## Aim of the exercise
All lines in the entries below that hold "hoof" make up the answer.

## Information provided
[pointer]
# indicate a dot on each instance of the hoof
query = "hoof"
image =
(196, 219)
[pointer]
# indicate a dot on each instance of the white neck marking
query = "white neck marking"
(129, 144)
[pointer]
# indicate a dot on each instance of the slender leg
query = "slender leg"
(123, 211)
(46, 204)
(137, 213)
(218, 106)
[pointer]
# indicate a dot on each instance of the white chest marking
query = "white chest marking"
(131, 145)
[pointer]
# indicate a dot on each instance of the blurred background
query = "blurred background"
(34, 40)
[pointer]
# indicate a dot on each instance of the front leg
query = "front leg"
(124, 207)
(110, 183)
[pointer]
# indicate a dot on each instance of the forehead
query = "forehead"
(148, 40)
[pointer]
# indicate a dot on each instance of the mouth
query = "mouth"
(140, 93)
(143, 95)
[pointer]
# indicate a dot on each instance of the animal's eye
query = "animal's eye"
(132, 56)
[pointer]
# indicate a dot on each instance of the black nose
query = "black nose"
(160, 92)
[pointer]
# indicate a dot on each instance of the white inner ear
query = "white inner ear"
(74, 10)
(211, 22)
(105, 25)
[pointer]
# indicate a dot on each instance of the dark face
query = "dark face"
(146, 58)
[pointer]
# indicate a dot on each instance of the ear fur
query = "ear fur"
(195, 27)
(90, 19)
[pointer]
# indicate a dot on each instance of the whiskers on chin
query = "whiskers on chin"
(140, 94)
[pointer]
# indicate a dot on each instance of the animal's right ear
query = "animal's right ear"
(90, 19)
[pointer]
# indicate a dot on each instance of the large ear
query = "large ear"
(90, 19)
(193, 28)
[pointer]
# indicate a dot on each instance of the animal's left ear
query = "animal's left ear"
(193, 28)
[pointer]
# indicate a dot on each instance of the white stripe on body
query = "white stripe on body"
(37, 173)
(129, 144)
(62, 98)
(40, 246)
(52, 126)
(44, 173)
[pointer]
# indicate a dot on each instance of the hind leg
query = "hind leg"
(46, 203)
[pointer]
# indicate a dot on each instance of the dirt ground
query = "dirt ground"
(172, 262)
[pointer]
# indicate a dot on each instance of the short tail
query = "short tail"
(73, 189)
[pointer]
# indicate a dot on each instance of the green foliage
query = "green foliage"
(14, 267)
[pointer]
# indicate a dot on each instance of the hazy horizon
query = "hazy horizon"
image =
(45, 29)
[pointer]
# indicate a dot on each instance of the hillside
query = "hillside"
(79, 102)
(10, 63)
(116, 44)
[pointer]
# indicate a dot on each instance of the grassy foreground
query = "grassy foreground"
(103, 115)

## Output for this task
# indicate a dot on each instance of the hoof
query = "hoof"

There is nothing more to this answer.